===== Information shown =====

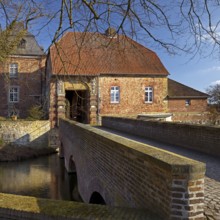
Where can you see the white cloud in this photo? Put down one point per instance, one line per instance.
(211, 69)
(215, 82)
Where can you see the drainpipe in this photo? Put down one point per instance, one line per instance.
(98, 102)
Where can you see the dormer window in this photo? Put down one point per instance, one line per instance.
(13, 70)
(22, 44)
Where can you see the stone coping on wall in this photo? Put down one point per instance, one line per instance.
(202, 138)
(176, 164)
(25, 207)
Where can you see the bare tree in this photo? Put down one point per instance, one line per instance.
(214, 93)
(187, 25)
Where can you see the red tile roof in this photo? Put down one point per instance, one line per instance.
(177, 90)
(93, 54)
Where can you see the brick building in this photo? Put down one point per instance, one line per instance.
(22, 77)
(90, 75)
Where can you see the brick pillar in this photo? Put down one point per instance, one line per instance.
(187, 199)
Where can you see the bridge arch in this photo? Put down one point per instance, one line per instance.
(96, 198)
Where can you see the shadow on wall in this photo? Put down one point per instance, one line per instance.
(96, 198)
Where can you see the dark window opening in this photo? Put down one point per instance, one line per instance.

=====

Set problem:
Recast every line of the records above as a numbered list, skipping blank lines and leaving the pictures out.

Correct result:
1. Where can you see the white cloud in this photo? Put down one point per instance, one line per instance.
2. (211, 69)
3. (215, 82)
4. Where can you see the drainpipe in this photo? Put down one point per instance, one line per instance.
5. (98, 102)
6. Where can you see the dormer window in this photo? Put down one point per instance, one line per instance.
7. (13, 70)
8. (22, 44)
9. Where can you see the stone coping on wall in this photo? Put down one point per instance, one line per instance.
10. (202, 138)
11. (176, 164)
12. (25, 207)
13. Where can you see the bare tree in this photo? Put down one point per instance, one line per instance.
14. (214, 93)
15. (187, 25)
16. Where can you see the red tile roof in this photo? Put down one point per instance, one line per instance.
17. (177, 90)
18. (93, 54)
19. Where can you see the brick building in this photo? Put down one point per instance, one line per instance.
20. (22, 77)
21. (90, 75)
22. Where can you see the brick pillar in this photo? Put down one point per instance, one line per instance.
23. (187, 199)
24. Where can you see the bridge arch in this photo? Put down one point per instance, one line per instance.
25. (96, 198)
26. Where can you see the shadow on wall in this photo? Put down one point per instance, one line per instance.
27. (96, 198)
28. Where can you see the dark window opening in this photo? Put down one point per instance, one line per instance.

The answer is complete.